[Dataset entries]
::::::

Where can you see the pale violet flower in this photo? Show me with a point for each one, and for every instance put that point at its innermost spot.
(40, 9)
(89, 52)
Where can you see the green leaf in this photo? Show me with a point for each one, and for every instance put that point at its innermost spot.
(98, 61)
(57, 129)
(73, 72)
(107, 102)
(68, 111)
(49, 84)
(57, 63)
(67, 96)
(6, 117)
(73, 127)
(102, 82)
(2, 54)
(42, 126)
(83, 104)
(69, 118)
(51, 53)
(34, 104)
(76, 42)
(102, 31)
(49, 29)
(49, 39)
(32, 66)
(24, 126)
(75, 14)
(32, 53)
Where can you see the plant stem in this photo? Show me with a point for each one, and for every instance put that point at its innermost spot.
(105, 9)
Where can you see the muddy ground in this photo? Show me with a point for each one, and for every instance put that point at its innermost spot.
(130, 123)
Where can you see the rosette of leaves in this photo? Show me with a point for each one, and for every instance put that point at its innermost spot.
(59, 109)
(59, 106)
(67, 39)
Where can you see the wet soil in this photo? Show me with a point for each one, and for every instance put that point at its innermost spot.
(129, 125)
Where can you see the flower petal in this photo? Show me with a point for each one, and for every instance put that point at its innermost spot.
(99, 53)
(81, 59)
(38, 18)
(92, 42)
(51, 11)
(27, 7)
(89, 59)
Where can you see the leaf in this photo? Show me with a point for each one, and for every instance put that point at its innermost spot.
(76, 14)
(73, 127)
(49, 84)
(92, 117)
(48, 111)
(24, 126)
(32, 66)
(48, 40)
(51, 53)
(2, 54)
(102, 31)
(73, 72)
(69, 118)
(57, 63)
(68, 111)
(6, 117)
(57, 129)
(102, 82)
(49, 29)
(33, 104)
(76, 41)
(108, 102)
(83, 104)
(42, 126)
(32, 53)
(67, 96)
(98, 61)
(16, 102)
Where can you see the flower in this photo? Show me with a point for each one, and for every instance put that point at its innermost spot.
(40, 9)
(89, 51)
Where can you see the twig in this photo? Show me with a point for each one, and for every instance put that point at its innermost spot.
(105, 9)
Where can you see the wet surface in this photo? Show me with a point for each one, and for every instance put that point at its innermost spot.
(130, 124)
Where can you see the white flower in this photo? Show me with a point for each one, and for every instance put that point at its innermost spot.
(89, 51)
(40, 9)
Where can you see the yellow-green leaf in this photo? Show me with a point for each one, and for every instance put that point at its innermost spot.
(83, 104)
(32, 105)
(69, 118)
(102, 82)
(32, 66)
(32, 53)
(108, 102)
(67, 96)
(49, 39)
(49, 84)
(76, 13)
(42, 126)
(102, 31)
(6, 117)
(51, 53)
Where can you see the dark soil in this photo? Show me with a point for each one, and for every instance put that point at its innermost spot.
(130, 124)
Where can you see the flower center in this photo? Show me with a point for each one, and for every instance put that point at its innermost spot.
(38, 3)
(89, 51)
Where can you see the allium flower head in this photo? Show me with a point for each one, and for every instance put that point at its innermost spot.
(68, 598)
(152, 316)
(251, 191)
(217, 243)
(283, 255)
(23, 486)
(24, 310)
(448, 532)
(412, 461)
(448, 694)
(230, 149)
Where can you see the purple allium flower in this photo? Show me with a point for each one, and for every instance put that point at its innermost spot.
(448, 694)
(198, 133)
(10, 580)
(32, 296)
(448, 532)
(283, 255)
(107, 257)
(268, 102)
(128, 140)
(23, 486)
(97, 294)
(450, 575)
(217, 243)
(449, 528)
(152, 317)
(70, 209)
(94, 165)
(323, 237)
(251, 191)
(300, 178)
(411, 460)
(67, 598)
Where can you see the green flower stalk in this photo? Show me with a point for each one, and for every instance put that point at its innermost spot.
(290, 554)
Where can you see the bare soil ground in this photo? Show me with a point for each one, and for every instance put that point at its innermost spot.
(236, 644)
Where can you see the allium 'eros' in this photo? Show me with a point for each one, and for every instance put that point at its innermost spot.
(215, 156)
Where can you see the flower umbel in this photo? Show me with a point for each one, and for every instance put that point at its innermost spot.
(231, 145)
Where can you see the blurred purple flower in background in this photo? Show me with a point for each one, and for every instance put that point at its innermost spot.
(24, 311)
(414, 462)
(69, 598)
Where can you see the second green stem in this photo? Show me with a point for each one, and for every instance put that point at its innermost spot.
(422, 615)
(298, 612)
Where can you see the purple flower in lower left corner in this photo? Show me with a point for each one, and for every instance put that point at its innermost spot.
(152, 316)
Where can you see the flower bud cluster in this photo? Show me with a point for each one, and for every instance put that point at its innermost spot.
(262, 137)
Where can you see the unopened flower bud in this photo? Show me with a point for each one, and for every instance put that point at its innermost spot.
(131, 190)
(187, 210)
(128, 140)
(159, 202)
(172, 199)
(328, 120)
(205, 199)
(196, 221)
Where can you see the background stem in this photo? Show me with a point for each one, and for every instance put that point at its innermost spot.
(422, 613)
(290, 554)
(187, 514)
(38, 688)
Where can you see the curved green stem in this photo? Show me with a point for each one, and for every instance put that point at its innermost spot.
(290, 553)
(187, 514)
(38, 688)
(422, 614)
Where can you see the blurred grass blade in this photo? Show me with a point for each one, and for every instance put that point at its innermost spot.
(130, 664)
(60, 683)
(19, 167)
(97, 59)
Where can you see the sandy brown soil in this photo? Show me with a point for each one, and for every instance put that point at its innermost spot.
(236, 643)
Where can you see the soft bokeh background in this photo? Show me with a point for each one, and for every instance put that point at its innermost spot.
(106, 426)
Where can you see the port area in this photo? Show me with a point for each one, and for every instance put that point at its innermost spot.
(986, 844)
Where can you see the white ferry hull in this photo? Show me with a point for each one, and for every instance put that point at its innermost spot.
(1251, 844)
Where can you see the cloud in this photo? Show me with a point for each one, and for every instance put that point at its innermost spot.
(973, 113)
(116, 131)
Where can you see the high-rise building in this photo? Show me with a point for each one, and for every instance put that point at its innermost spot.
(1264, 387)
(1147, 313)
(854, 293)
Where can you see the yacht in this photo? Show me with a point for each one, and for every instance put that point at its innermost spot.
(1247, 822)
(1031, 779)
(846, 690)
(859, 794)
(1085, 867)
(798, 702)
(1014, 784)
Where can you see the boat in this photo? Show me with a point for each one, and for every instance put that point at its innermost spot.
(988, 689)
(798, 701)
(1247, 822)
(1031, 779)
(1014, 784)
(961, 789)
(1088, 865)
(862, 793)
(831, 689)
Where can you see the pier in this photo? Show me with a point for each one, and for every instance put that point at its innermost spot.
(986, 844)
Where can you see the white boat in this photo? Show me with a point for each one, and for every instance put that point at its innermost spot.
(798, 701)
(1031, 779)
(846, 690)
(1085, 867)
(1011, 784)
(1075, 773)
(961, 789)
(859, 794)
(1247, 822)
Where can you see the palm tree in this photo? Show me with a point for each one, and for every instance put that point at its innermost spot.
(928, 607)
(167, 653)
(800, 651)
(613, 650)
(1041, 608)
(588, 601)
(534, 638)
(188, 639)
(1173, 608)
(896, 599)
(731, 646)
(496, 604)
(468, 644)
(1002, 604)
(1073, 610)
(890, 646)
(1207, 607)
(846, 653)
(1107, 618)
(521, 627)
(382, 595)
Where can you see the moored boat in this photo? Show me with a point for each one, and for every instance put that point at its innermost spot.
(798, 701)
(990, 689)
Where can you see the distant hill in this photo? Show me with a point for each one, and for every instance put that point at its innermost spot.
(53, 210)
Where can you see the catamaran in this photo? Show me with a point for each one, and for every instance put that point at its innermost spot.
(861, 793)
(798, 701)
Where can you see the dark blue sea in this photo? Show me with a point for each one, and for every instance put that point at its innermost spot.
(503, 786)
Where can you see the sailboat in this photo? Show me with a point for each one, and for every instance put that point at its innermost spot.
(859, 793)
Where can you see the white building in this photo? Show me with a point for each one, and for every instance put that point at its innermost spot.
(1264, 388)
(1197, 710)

::::::

== DIRECTIONS ==
All that is wanted is the line with "Where can you see the distant" and every later line in the entries, reproduced exactly.

== TASK SOLUTION ==
Where can you see the distant hill in this photo? Show me with a point for each one, and for every instance put that point at its innermost spot.
(53, 210)
Where can you see the catamaran in this photo? Show me with a point for each one, and for every instance put that point at its innermost spot.
(861, 793)
(798, 701)
Where can you see the dark blue sea in this photo? Show me with a point for each one, and for every instance put that point at its innermost spot.
(503, 786)
Where can you see the sailboat in this photo? Show me with a point for each one, and for every instance put that point at its innermost spot.
(859, 793)
Where can you see the white building in this photo? Show me with a point for each one, and for every instance put that point at its innermost spot.
(1264, 388)
(1197, 710)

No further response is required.